--- RECORDS ---

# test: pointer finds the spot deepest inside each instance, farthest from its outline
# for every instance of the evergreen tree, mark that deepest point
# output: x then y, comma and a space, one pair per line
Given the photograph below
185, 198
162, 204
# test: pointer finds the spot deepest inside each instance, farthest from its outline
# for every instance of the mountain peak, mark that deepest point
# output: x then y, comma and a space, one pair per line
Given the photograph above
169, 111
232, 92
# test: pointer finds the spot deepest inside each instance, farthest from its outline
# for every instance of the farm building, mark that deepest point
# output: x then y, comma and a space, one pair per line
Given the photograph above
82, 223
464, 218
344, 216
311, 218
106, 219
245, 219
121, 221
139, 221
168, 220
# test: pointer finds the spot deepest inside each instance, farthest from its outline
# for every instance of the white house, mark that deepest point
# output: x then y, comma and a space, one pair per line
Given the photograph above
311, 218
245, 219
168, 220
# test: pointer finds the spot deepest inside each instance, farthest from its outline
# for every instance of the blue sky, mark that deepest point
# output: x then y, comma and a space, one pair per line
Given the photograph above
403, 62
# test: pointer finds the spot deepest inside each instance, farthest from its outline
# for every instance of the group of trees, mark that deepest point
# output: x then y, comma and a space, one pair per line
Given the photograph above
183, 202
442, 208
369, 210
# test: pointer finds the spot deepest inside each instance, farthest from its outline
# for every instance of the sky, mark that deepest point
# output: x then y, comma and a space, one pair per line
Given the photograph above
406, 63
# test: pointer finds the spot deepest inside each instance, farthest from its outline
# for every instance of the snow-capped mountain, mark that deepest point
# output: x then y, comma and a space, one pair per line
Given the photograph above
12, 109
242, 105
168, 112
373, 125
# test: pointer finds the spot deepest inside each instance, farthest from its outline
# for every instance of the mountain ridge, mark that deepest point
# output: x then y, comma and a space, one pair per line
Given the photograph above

---

- **WHAT NEEDS TO BE DONE**: Print out the whole listing exactly as it appears.

- **ANSWER FOR THE TASK**:
# test: pointer finds the spot deepest inside each instance, farthest from its outline
# for every instance of the evergreen tree, mark that deepest point
# output: x then y, comma and a space, one pair per line
Given the photograph below
185, 198
162, 204
# test: pointer finds the spot deepest inside each instance, farthest from its outline
# for every instance of the mountain peak, mark that deepest point
# output: x then y, comma and a space, one pair per line
Given the photograph above
169, 111
232, 92
# test: pointer finds the spot deepest inside each instance, farthest from its outline
# for every instance of the farm building, mark that deepest point
# output: x then y, comma and a space, one pair per line
Given the photograph above
82, 223
464, 218
344, 216
311, 218
106, 219
245, 219
121, 221
139, 221
168, 220
# test: pointer finds the spot deepest inside each instance, farthest from its outline
# for every instance of the white house, mark that deepest point
# output: x then y, comma and a space, one pair per line
Given the photograph above
311, 218
245, 219
168, 220
# test: pointer finds the spot deepest inside each instance, farthest from its outline
# for every instance of the blue sky, mark that deepest point
# output: x then y, comma and a space, one pair per line
Given the photograph above
403, 62
# test: pointer finds the spot deepest inside each instance, farthest from its outline
# for every instance of the group of trees, mark that deepest point
# output: x then y, comma and a space, one pair per line
Given the photograph above
183, 202
442, 208
369, 210
# test: pointer finds the spot deepest inside each instance, farthest from its outline
# for every instance of the sky, mark that deepest point
# output: x then y, comma and a space, one pair per line
Given the photograph above
406, 63
# test: pointer finds the spot deepest inside each instance, farthest from its outline
# for every instance of the snow-capped mountain, mark that deepest point
# output: x then y, comma and a space, one pair per line
Given the photograph above
12, 109
242, 105
168, 112
373, 125
# test: pointer finds the spot deepest inside each instance, farthest from its outline
# for every instance of the mountain ridge, mark that deepest point
# output: x then y, comma and a space, one pair per line
Given the photograph above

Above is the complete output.